◆ EXERCISE: Count the lines in the records below that contain the string "sidewalk". Case counts. Report only the number.

* BEGIN EXERCISE MATERIALS *

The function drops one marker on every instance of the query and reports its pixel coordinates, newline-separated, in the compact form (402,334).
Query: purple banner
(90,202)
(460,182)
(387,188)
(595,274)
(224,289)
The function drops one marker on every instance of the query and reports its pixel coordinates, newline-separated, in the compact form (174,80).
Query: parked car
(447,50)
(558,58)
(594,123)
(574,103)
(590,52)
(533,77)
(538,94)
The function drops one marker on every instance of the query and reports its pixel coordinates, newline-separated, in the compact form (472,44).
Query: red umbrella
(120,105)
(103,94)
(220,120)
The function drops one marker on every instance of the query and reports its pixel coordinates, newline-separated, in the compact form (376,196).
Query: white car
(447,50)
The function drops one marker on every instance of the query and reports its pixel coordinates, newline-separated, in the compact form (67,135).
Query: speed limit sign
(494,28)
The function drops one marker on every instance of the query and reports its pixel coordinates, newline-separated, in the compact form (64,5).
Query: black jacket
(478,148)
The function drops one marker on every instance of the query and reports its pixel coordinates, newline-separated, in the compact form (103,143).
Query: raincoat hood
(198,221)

* END EXERCISE MATERIALS *
* BEGIN EXERCISE MATERIALS *

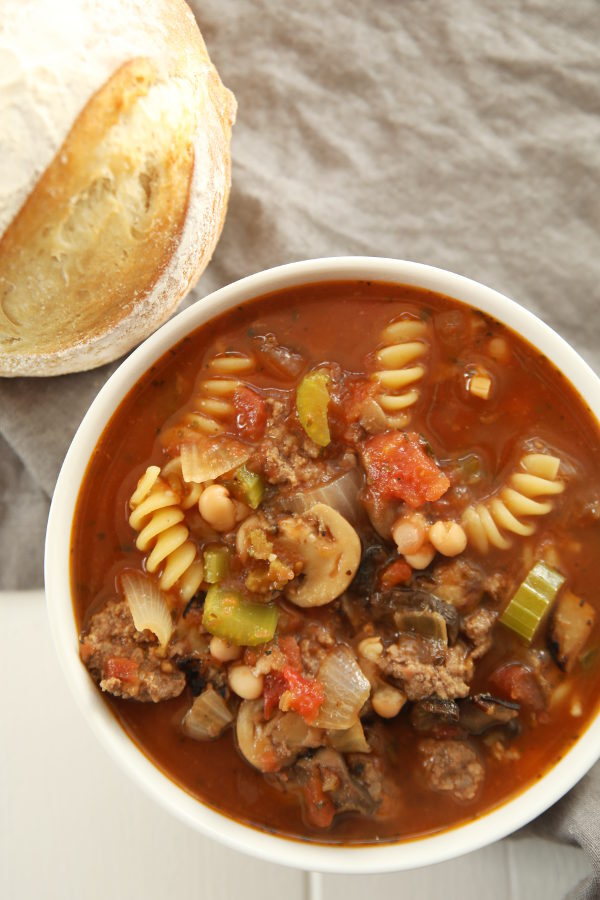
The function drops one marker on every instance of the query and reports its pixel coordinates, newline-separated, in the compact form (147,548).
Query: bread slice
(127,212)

* END EXERCISE MATERIALS *
* BEGIN EXERCISE MATERIALS *

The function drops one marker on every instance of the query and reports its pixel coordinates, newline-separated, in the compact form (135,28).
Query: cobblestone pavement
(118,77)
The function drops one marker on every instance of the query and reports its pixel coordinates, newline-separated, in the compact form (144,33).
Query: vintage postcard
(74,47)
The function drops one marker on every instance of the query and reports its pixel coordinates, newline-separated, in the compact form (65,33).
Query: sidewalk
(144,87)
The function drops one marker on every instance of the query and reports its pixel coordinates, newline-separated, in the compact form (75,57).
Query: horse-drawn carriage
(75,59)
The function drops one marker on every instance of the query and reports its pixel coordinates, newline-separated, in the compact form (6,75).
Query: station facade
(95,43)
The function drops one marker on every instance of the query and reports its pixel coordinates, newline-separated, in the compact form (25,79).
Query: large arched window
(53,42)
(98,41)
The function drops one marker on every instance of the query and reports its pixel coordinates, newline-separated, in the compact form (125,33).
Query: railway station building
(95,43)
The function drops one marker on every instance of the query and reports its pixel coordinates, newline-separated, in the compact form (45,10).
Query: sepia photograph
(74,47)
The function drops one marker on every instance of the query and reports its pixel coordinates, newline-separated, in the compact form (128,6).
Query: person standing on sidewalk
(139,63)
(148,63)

* END EXERCISE MATERIALS *

◆ EXERCISE OUTPUT: 2